Task description: Carry on the text about health information technology and medical errors, starting after its last sentence.

Reading text:
======

Health information technology and converging technologies have been found to contribute to medical errors. Care must be taken when implementing new technology. Contributing factors include:
- Inadequate technology planning can result in poor product selection, a solution that does not adapt well to the local clinical environment, or insufficient testing or training
- Failing to include front-line clinicians in the planning process
- Failing to consider the costs and resources needed for ongoing maintenance
- Failure to consult product safety reviews or alerts or the previous experience of others
- Implementing new clinical information systems can expose latent problems or flawed processes with existing manual systems
- An over-reliance on vendor advice can lead to problems
- Learning to use new technologies takes time and attention, sometimes placing strain on demanding schedules
- Failure to quickly fix technology when it becomes counterproductive can lead to dangerous workarounds
- Excessive alerts lead to alert fatigue, where staff overlook important alerts
Examine workflow processes and procedures for risks and inefficiencies and resolve these issues before any technology implementation. Whether they are clinical, clerical, or technical, involving all disciplines will help examine and resolve these issues.
Actively involve clinicians and staff who will ultimately use or be affected by the technology and IT staff with strong clinical experience in the planning, selection, design, reassessment, and ongoing quality improvement of technology solutions, including the system selection process. Involve a pharmacist in the planning and implementation of any technology that involves medication.

======

Recorded data:
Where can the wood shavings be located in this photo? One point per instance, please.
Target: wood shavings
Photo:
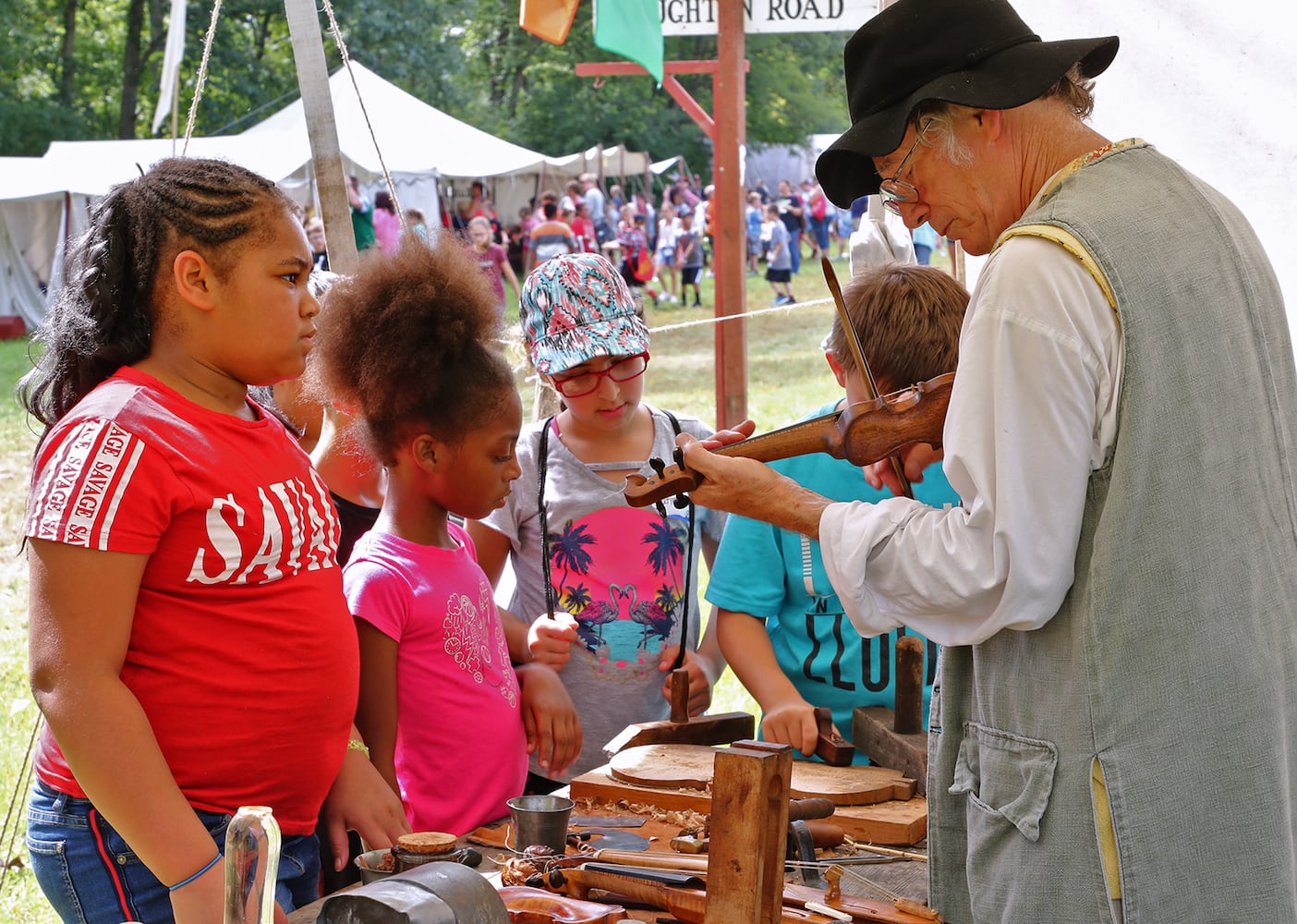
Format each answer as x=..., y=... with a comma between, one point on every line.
x=681, y=818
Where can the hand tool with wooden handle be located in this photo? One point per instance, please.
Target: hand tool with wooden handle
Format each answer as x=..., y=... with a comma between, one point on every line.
x=867, y=374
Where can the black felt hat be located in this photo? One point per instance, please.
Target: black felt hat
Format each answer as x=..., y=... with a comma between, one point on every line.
x=969, y=52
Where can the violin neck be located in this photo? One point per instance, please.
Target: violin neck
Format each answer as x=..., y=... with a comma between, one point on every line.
x=818, y=435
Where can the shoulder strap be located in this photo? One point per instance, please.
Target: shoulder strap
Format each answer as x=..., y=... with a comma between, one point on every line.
x=541, y=459
x=1068, y=241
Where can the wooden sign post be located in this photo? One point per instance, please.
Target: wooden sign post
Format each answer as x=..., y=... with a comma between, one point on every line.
x=304, y=28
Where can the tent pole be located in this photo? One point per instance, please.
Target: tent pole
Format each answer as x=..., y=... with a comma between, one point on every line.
x=304, y=28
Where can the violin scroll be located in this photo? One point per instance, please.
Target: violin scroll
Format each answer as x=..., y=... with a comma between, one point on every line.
x=861, y=433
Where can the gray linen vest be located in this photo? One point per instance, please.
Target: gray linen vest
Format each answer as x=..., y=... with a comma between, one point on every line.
x=1172, y=660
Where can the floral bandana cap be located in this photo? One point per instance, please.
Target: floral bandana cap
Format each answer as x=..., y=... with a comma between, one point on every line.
x=576, y=307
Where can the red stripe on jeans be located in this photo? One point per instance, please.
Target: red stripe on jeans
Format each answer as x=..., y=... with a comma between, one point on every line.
x=111, y=866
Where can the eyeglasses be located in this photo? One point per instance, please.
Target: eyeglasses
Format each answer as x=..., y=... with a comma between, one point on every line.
x=892, y=191
x=623, y=370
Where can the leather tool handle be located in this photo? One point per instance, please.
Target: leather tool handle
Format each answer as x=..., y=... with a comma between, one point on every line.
x=802, y=810
x=678, y=696
x=830, y=747
x=825, y=833
x=909, y=686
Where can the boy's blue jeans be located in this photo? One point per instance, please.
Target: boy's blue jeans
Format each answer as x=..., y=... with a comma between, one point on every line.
x=91, y=876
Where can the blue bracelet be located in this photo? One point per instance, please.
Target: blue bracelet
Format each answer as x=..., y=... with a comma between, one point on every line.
x=186, y=881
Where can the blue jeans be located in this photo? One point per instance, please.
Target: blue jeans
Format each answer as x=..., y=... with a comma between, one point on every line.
x=90, y=875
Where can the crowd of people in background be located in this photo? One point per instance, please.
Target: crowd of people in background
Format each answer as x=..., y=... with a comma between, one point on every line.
x=661, y=244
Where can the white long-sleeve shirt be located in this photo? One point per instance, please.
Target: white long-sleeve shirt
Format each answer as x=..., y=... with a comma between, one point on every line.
x=1033, y=413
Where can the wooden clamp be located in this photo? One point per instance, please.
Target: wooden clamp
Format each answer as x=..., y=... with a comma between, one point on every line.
x=748, y=833
x=896, y=738
x=703, y=730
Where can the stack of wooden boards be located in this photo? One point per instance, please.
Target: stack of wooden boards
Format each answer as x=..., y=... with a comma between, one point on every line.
x=874, y=804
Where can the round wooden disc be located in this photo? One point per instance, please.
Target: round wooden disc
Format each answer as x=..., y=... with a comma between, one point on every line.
x=664, y=766
x=667, y=766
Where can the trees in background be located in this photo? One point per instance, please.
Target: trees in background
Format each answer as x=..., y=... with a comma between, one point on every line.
x=89, y=69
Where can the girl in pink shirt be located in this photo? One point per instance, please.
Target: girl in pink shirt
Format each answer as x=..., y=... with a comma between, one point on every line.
x=491, y=260
x=411, y=346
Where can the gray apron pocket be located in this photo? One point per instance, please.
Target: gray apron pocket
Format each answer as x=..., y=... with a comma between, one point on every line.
x=1005, y=775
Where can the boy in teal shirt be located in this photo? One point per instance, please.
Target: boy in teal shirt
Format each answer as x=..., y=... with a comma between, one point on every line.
x=781, y=626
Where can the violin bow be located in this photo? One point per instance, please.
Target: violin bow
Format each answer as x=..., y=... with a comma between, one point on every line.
x=867, y=375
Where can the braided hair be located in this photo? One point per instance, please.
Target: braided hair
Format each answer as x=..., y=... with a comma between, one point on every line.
x=104, y=318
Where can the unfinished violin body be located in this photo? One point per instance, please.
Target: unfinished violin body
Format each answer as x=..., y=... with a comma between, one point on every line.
x=537, y=906
x=861, y=433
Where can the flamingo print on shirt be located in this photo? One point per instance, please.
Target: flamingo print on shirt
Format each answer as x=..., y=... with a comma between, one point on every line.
x=620, y=573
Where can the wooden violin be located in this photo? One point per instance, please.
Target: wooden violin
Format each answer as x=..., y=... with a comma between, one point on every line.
x=861, y=433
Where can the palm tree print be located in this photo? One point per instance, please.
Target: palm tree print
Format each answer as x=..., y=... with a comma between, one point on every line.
x=570, y=552
x=664, y=548
x=576, y=599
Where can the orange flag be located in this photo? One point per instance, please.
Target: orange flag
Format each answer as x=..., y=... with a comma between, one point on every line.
x=549, y=19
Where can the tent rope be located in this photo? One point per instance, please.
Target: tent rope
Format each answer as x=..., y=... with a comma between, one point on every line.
x=12, y=821
x=346, y=63
x=202, y=76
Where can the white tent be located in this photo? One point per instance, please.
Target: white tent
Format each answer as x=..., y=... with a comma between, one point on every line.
x=1209, y=84
x=43, y=200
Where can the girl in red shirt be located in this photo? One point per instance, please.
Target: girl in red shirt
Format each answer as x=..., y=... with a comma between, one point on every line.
x=182, y=558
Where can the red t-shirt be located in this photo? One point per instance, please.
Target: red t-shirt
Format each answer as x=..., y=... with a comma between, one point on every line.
x=241, y=650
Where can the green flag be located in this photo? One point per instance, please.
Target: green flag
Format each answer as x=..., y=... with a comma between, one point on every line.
x=631, y=29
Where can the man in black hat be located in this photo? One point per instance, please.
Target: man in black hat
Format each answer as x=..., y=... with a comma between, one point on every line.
x=1114, y=734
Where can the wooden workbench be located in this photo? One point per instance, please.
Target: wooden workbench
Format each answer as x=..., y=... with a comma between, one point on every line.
x=905, y=878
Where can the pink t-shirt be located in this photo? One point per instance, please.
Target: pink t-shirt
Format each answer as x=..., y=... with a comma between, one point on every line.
x=241, y=650
x=491, y=262
x=387, y=228
x=461, y=745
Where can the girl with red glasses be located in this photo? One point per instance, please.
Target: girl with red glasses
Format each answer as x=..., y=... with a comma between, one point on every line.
x=604, y=593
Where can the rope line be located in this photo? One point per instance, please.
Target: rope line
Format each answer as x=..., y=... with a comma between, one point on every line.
x=346, y=63
x=202, y=77
x=9, y=833
x=683, y=324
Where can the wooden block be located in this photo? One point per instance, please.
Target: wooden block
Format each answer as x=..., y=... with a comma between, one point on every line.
x=748, y=833
x=894, y=823
x=705, y=730
x=873, y=732
x=672, y=766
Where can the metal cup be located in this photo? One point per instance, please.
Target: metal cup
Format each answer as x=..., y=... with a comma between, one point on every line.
x=539, y=821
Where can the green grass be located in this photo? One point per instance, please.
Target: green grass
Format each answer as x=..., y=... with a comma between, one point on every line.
x=19, y=900
x=787, y=378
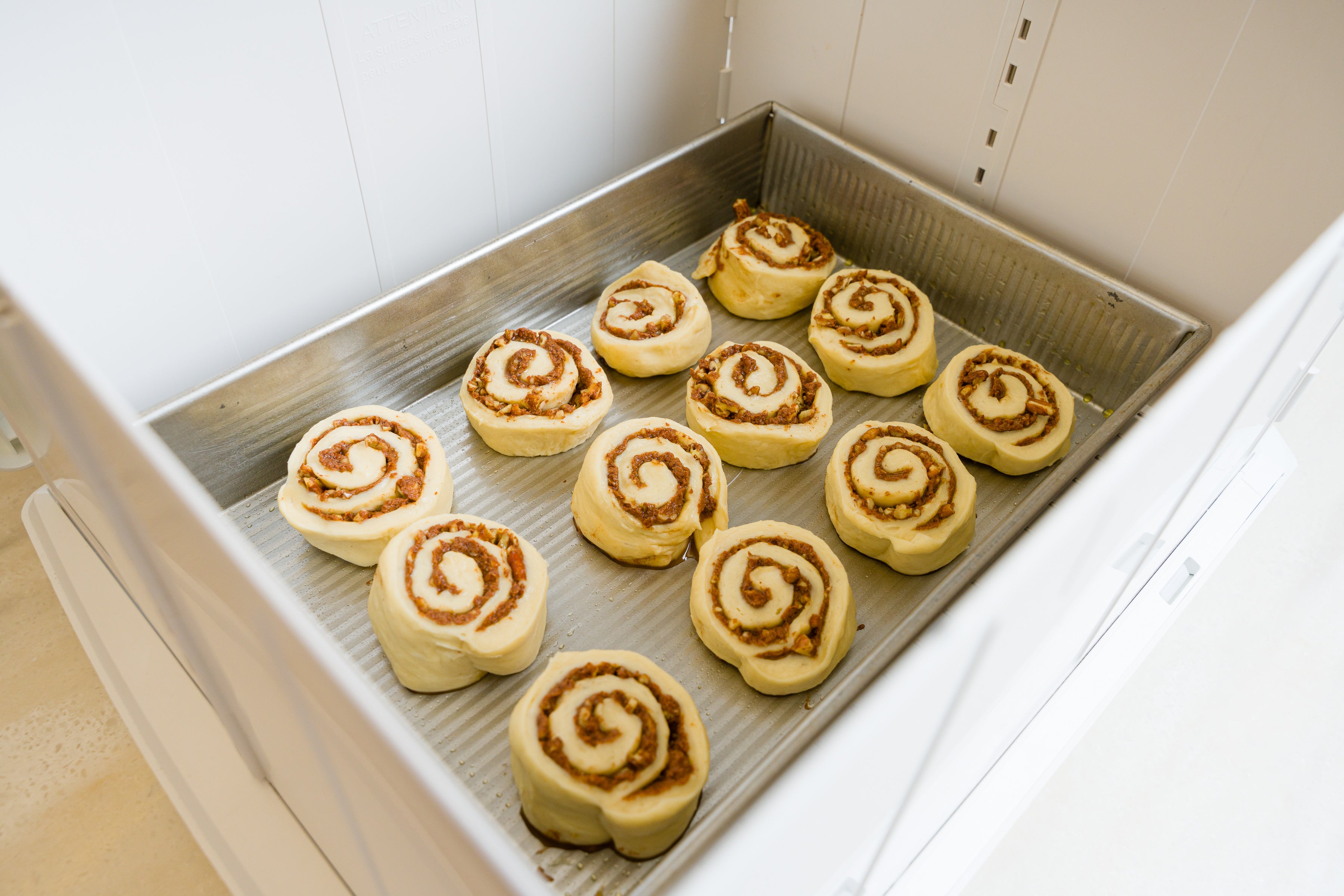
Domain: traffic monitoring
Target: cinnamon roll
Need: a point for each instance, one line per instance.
(1001, 408)
(647, 485)
(360, 477)
(759, 404)
(873, 331)
(651, 321)
(775, 601)
(531, 393)
(901, 495)
(765, 265)
(457, 597)
(607, 747)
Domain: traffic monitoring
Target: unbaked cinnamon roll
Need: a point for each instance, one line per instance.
(902, 496)
(765, 265)
(457, 597)
(1001, 408)
(647, 485)
(531, 393)
(360, 477)
(775, 601)
(651, 321)
(759, 404)
(607, 747)
(873, 331)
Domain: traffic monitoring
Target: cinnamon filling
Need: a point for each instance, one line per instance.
(644, 308)
(409, 488)
(1043, 404)
(795, 409)
(652, 515)
(678, 769)
(588, 389)
(472, 547)
(859, 301)
(936, 468)
(804, 643)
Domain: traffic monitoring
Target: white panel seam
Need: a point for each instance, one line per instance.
(177, 184)
(1026, 104)
(497, 172)
(1189, 141)
(854, 60)
(991, 73)
(350, 141)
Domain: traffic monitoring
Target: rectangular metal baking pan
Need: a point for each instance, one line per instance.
(1111, 344)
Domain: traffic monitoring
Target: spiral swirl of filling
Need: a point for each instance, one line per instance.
(777, 595)
(360, 477)
(874, 332)
(615, 732)
(766, 265)
(533, 373)
(881, 314)
(651, 514)
(1001, 408)
(756, 383)
(497, 557)
(773, 600)
(1007, 394)
(533, 393)
(457, 597)
(651, 321)
(363, 468)
(901, 495)
(759, 404)
(658, 307)
(905, 476)
(608, 747)
(648, 485)
(780, 241)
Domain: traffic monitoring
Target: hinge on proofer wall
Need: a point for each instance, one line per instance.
(1018, 52)
(730, 13)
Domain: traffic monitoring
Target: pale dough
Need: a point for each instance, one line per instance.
(365, 447)
(650, 514)
(550, 399)
(652, 299)
(764, 572)
(776, 385)
(923, 510)
(611, 789)
(440, 640)
(873, 331)
(1022, 401)
(766, 267)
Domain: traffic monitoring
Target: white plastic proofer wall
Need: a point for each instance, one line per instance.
(185, 187)
(202, 182)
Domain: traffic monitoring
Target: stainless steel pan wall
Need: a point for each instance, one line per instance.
(233, 433)
(987, 283)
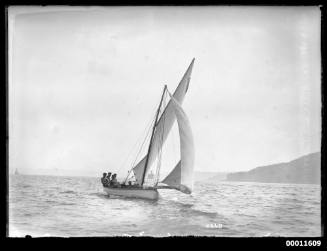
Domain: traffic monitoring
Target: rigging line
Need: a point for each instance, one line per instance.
(146, 136)
(160, 150)
(146, 130)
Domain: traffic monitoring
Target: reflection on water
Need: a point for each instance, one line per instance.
(74, 206)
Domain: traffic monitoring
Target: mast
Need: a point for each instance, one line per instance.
(153, 129)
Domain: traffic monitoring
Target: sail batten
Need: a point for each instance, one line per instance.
(164, 126)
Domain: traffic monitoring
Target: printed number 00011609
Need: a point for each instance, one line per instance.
(303, 243)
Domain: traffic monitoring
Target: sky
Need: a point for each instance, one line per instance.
(84, 83)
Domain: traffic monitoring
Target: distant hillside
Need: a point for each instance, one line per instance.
(304, 170)
(205, 176)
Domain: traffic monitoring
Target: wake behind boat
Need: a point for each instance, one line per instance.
(139, 183)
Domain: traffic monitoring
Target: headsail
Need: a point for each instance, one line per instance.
(164, 125)
(181, 177)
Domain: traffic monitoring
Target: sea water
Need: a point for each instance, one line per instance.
(77, 206)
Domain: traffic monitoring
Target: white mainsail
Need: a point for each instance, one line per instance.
(181, 177)
(164, 125)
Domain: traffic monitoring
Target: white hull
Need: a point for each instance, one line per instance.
(151, 194)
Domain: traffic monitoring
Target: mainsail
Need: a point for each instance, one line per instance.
(181, 177)
(164, 126)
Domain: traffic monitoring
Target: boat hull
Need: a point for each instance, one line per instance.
(150, 194)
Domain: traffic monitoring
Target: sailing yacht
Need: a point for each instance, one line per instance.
(181, 176)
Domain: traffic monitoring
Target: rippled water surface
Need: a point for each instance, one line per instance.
(75, 206)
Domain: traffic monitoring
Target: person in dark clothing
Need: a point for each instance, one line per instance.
(104, 179)
(114, 181)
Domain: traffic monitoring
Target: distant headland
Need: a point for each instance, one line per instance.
(303, 170)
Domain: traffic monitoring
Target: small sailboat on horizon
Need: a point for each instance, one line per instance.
(181, 177)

======

Written response:
Assess the organization's technology needs beforehand (e.g., supporting infrastructure, communication of admissions, discharges, transfers, etc.). Investigate how best to meet those needs by requiring IT staff to interact with users outside their facility to learn about potential systems' real-world capabilities, including those of various vendors; conduct field trips; and look at integrated systems to minimize reliance on interfaces between various vendor systems.
When introducing new technology, continuously monitor for problems, and address any issues as quickly as possible, particularly problems obscured by workarounds or incomplete error reporting. During the early post-live phase, consider implementing an emergent issues desk staffed with project experts and champions to help rapidly resolve critical problems. Use interdisciplinary brainstorming methods for improving system quality and giving feedback to vendors.
Establish a training program for all types of clinicians and operations staff using the technology and provide frequent refresher courses. Training should be appropriately designed for the local staff. Training programs should focus on how the technology will benefit patients and staff, i.e., less inefficiency, fewer delays, and less repetitive work. Do not allow long delays between orientation and system implementation.
Develop and communicate policies delineating staff authorized and responsible for technology implementation, use, oversight, and safety review. Before taking a technology live, ensure that all standardized order sets and guidelines are developed, tested on paper, and approved by the Pharmacy and Therapeutics Committee or institutional equivalent.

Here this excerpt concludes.